- To-do list -
- A) Answer these questions from the NSA text:
(i) About how many demonstrators gathered in Birmingham?
(ii) What subject does Joe Kyle teach?
(iii) What is Kate Ritchie's profession?
- B) Name every person the NSA text identifies by name.
- C) Repeat the NSA text word for word, everything from "In Birmingham, Alabama, about" down to "in Maplewood, N.J.".

- Text -
Amid controversy over revelations about the National Security Agency, some marked the nation’s 237th birthday by demanding respect for its founding principles.

In Birmingham, Alabama, about 50 demonstrators gathered under intermittent rain and thunderstorms for a “Restore the Fourth” protest - a reference to the U.S. Constitution’s Fourth Amendment protections against unreasonable searches and seizures -- to denounce NSA surveillance programs.

The NSA scandal weighed heavily on the minds of some parade-goers in Maplewood, N.J.

“I think we’ve lost our way,” said Joe Kyle, who teaches U.S. history at a public high school in New Jersey and was pulling his two young daughters in a red wagon festooned with a half-dozen American flags.

Referring to Edward Snowden, a former NSA contractor wanted by Washington for leaking secrets about government surveillance, Kyle said: “I think he should be celebrated, not prosecuted.”

His wife, Kate Ritchie, an attorney, said Snowden should be criminally charged, although she was not surprised by his allegations of NSA spying.

- Provided information -
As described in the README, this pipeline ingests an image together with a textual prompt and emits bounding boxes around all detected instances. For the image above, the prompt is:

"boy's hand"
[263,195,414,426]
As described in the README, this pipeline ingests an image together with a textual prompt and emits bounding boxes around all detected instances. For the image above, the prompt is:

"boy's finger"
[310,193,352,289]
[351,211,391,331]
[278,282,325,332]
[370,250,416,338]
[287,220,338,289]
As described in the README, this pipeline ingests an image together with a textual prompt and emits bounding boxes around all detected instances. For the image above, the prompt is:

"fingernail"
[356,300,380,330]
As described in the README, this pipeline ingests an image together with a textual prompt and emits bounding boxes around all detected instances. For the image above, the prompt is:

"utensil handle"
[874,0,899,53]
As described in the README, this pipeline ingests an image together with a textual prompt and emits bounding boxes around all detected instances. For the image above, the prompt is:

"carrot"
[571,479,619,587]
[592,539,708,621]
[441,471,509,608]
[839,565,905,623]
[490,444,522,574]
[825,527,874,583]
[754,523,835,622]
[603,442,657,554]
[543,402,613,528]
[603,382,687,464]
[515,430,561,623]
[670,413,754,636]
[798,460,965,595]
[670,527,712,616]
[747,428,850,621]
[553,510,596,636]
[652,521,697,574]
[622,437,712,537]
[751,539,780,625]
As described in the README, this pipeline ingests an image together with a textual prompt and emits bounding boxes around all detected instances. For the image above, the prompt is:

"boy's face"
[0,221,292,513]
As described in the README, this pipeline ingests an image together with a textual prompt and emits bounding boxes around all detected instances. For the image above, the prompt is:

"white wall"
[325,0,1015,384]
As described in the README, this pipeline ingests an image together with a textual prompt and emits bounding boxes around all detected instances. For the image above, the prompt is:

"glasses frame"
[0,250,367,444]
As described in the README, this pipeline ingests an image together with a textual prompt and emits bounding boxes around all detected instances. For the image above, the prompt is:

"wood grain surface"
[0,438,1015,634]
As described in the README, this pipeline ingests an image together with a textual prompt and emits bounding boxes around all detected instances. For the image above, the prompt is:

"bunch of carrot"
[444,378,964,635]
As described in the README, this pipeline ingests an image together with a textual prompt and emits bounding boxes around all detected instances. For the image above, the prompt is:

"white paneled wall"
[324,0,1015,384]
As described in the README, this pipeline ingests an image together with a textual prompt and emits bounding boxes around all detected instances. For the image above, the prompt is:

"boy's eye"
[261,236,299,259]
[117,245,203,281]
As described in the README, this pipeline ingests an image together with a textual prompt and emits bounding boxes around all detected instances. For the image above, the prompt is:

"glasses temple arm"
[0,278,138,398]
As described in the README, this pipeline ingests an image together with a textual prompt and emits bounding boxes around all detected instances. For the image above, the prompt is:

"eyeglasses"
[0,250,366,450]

- Results -
- A)
(i) About 50
(ii) U.S. history, at a public high school in New Jersey
(iii) Attorney

- B) Joe Kyle, Edward Snowden, Kate Ritchie

- C)
In Birmingham, Alabama, about 50 demonstrators gathered under intermittent rain and thunderstorms for a “Restore the Fourth” protest - a reference to the U.S. Constitution’s Fourth Amendment protections against unreasonable searches and seizures -- to denounce NSA surveillance programs.

The NSA scandal weighed heavily on the minds of some parade-goers in Maplewood, N.J.